For the development of the present research, a 4-phase adaptation of the SEMMA methodology (Sample, Explore, Modify, Model, and Assess) ( Palacios-Gómez et al., 2016; Tariq et al., 2019) was employed, whereby the following phases were defined: F1. Data sampling, F2. Data exploration and modification, F3. Application of the attribute selection method, and F4. Analysis of obtained results (see Figure 1).

In phase 1 of the methodology, the dataset corresponding to the Saber 11 tests at the national level was obtained from the Colombia open data portal. This dataset initially comprises a total of 546,612 records corresponding to the results of students from different municipalities and departments of Colombia. Through the use of the pandas Python library, the records corresponding to the city of Cartagena were filtered, resulting in a total of 13,535 records. It is worth mentioning that, when filtering for the city of Cartagena, there are fields or columns that must be removed as they are not considered relevant in the analysis.

Data rows:
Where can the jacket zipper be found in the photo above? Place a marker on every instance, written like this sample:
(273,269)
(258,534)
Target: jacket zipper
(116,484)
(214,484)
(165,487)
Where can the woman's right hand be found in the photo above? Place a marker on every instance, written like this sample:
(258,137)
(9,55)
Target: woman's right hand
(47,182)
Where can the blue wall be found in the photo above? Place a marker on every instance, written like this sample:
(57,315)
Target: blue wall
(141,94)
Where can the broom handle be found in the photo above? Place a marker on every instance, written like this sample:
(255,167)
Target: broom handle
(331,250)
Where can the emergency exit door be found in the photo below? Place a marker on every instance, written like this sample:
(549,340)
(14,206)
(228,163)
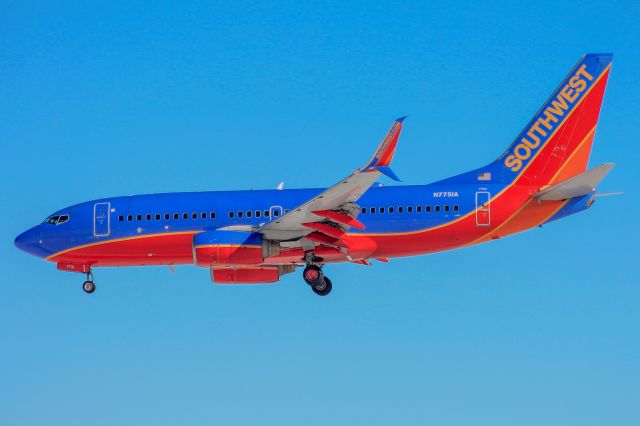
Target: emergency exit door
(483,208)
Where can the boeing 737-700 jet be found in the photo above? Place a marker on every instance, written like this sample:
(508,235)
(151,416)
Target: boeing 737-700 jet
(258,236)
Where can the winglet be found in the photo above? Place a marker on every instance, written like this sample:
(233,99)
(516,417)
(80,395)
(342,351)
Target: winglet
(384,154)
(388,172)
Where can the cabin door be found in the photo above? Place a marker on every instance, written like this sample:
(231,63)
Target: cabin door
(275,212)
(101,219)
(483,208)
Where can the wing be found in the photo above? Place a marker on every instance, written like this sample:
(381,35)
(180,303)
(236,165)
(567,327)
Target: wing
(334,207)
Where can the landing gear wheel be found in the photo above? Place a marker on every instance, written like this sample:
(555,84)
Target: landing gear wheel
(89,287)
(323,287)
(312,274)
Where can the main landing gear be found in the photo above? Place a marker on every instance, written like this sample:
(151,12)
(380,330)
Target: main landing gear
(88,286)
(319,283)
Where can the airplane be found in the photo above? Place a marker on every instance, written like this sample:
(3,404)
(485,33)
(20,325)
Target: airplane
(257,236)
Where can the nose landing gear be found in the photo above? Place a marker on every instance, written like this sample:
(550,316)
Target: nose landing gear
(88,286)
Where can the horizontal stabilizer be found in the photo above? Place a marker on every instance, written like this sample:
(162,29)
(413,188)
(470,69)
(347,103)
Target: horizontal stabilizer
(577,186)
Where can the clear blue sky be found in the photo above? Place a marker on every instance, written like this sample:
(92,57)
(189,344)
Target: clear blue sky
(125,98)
* * *
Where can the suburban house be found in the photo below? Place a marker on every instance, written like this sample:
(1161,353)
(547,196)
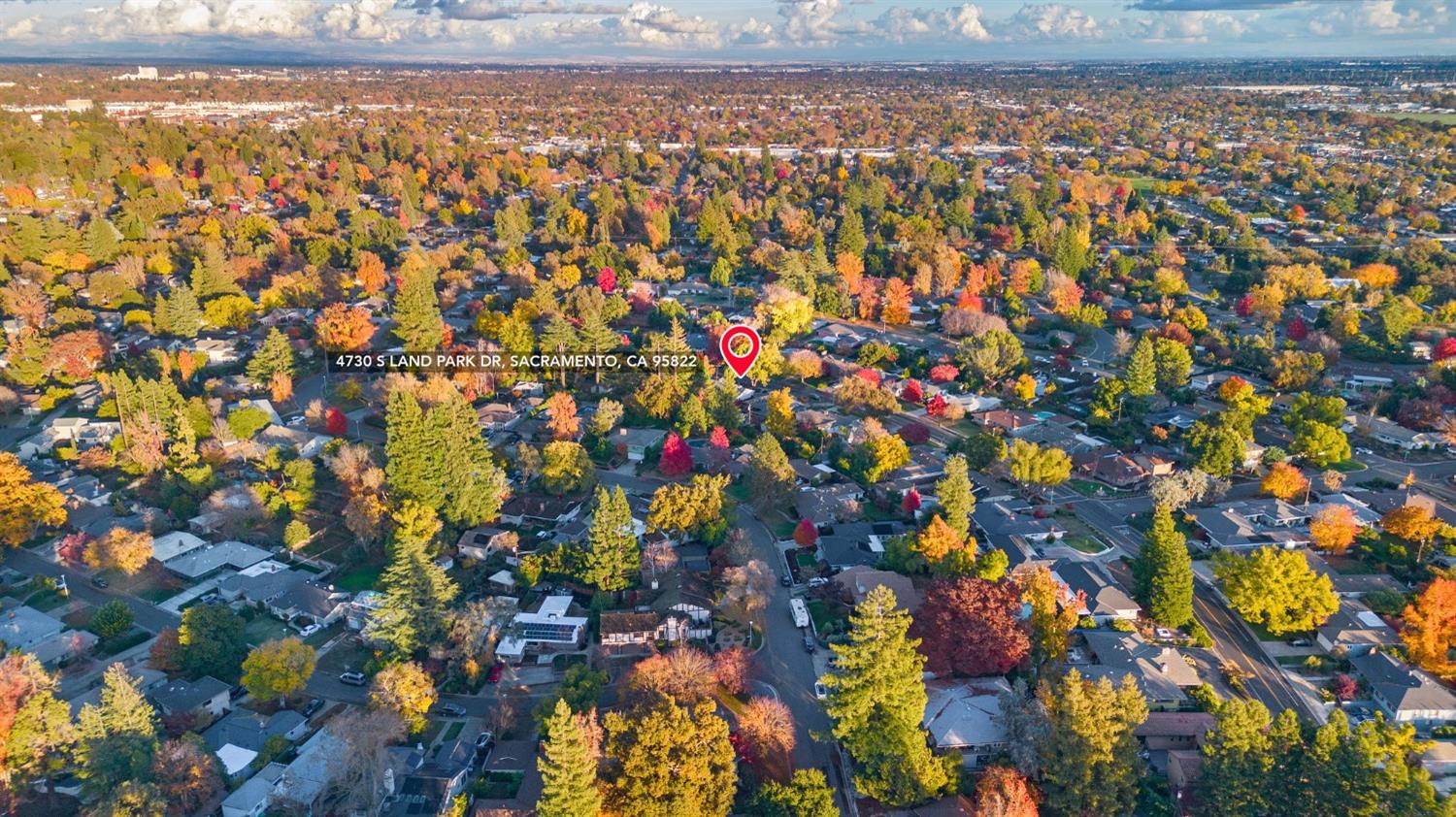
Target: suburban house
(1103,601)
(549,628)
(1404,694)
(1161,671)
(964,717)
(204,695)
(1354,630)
* * *
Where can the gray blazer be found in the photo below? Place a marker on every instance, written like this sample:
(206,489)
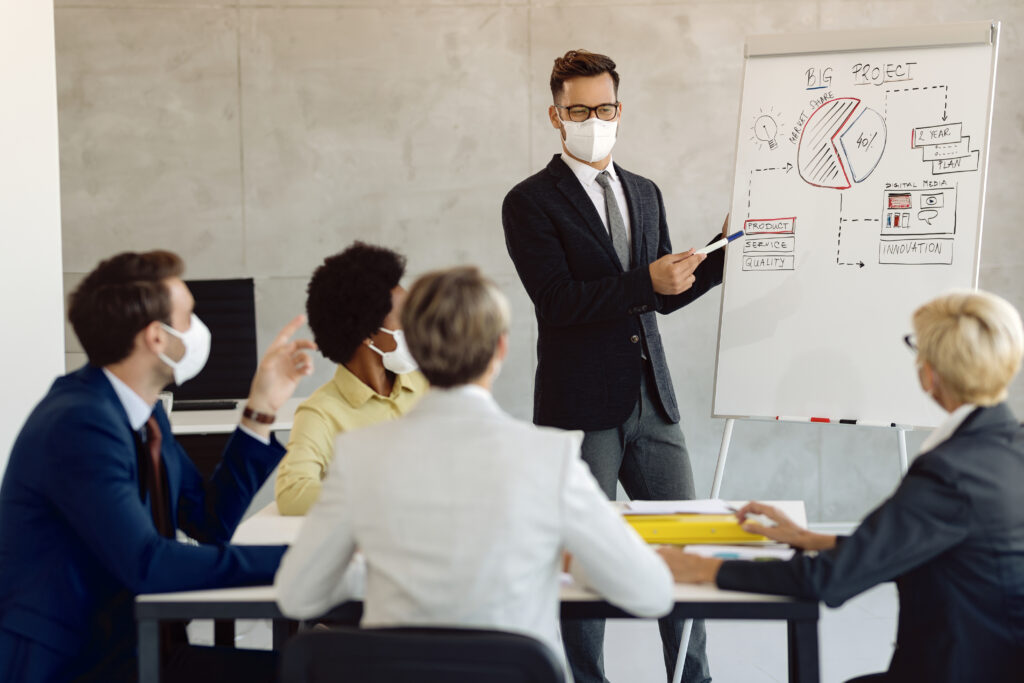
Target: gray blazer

Required tasks:
[A] In the methodology passage, how many records remained after filtering for the city of Cartagena?
[B] Transcribe the part of the methodology passage that opens with the words containing "For the development" and closes with "(see Figure 1).".

Task-by-task results:
[A] 13,535 records

[B]
For the development of the present research, a 4-phase adaptation of the SEMMA methodology (Sample, Explore, Modify, Model, and Assess) ( Palacios-Gómez et al., 2016; Tariq et al., 2019) was employed, whereby the following phases were defined: F1. Data sampling, F2. Data exploration and modification, F3. Application of the attribute selection method, and F4. Analysis of obtained results (see Figure 1).